## ВЫБРАННЫЙ ТЕКСТ
Но и во Франции, как всюду на Севере первой половины XVI в., то была именно интермедия между поздней готикой и ранним барокко (или классицизмом), способствовавшая их органичному переходу. Несколько огрубляя, можно было бы рискнуть сказать, что барокко за Альпами – это модернизированная, пропущенная отчасти сквозь ренессансный опыт готика, а в Италии – это деформированный, распавшийся и медиевизированный Ренессанс (все эти термины я употребляю здесь не в узкохудожественном, а в общекультурном значении).
В некоторых странах неотвратимое очарование Итальянского Возрождения сказалось совсем подражательно и внешне: таковы, например, Нидерланды XVI в. Наконец у порога XVII в. последовала мощная вспышка на английской и испанской почве, главным образом литературной. Однако общеевропейская ситуация уже настолько изменилась, что у этих запоздалых ренессансных цветов совсем особый и печальный аромат. Остается даже спорным – Возрождение ли это?
Ренессансные определения, по-видимому, уместней по отношению к Мору, Сиднею, Спенсеру и отчасти Марло. То есть Возрождение было связано с начальными этапами подъема и перестройки английской культуры в XVI в., когда на первом плане была поэзия, а в ней неоплатонический петраркизм и пастораль. Поворот обозначился – разными путями – уже у Лили и Марло. В Испании собственно ренессансные явления были еще более связаны с поздними итальянскими образцами и также ограничились первыми двумя третями XVI в. Расцвет этих национальных культур означал вместе с тем их прощание с Возрождением после короткой встречи.

## ИСХОДНЫЕ ДАННЫЕ
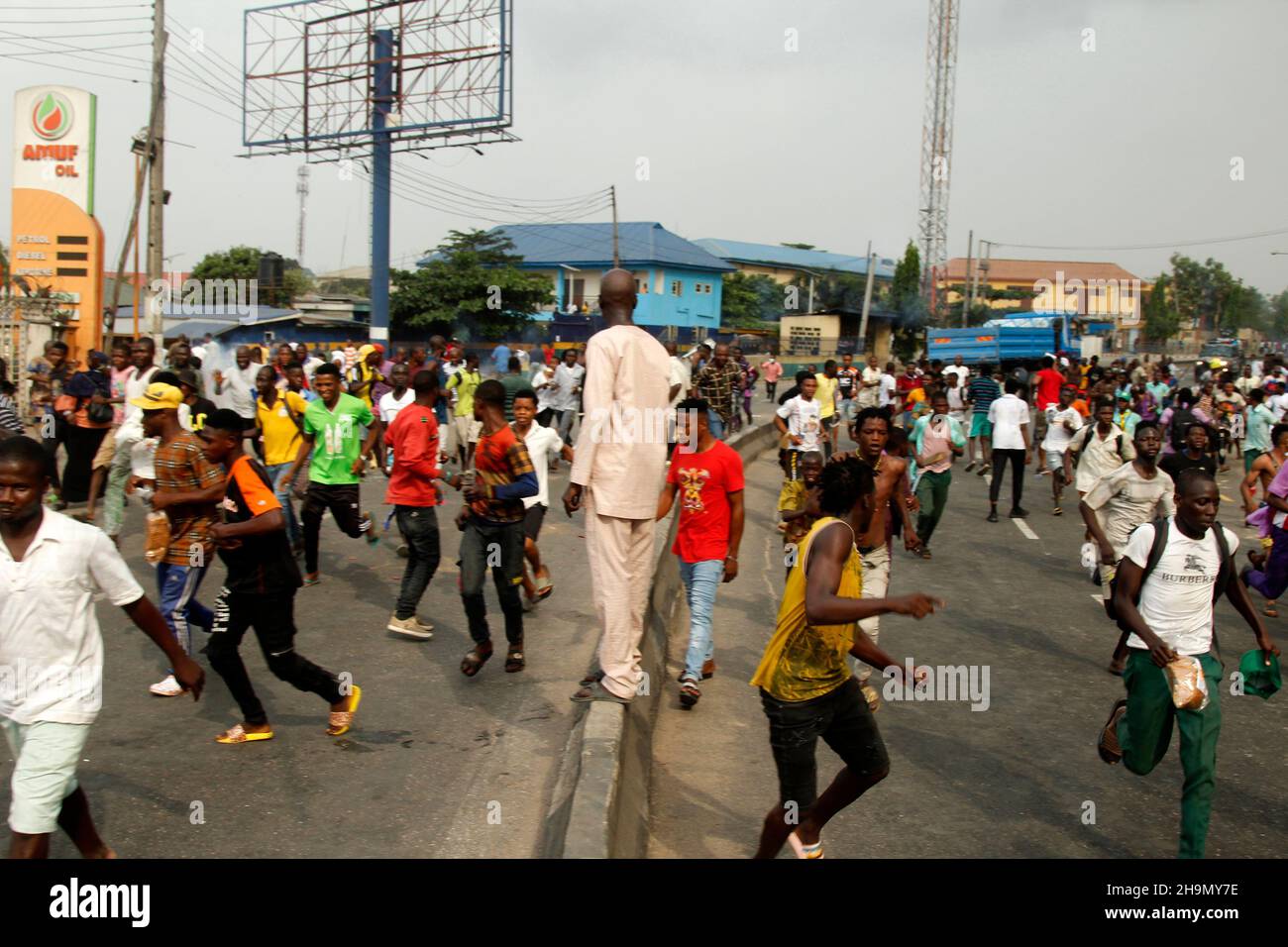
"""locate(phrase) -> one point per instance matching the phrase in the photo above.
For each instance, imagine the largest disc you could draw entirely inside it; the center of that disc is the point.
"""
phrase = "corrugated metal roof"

## ЧТО НУЖНО СДЕЛАТЬ
1 – Выпишите все фамилии, упомянутые в тексте о Возрождении. Дайте их в именительном падеже.
2 – Согласуются ли с текстом о Возрождении утверждения (а), (б) и (в)? Ответьте «да» или «нет» и приведите точную цитату, которая это решает.
(а) Во Франции первой половины XVI в. Возрождение было интермедией между поздней готикой и ранним барокко.
(б) В Нидерландах XVI в. влияние Итальянского Возрождения проявилось глубоко и самобытно.
(в) В Испании собственно ренессансные явления продолжались до конца XVII в.
3 – Воспроизведите без изменений отрывок текста о Возрождении, начиная со слов «В некоторых странах» и далее до слов «Возрождение ли это?» включительно.

## ОТВЕТЫ ПО ПОРЯДКУ
1 – Мор, Сидней, Спенсер, Марло, Лили.

2 –
(а) Да: «то была именно интермедия между поздней готикой и ранним барокко (или классицизмом)».
(б) Нет: «неотвратимое очарование Итальянского Возрождения сказалось совсем подражательно и внешне: таковы, например, Нидерланды XVI в.»
(в) Нет: «также ограничились первыми двумя третями XVI в.»

3 –
В некоторых странах неотвратимое очарование Итальянского Возрождения сказалось совсем подражательно и внешне: таковы, например, Нидерланды XVI в. Наконец у порога XVII в. последовала мощная вспышка на английской и испанской почве, главным образом литературной. Однако общеевропейская ситуация уже настолько изменилась, что у этих запоздалых ренессансных цветов совсем особый и печальный аромат. Остается даже спорным – Возрождение ли это?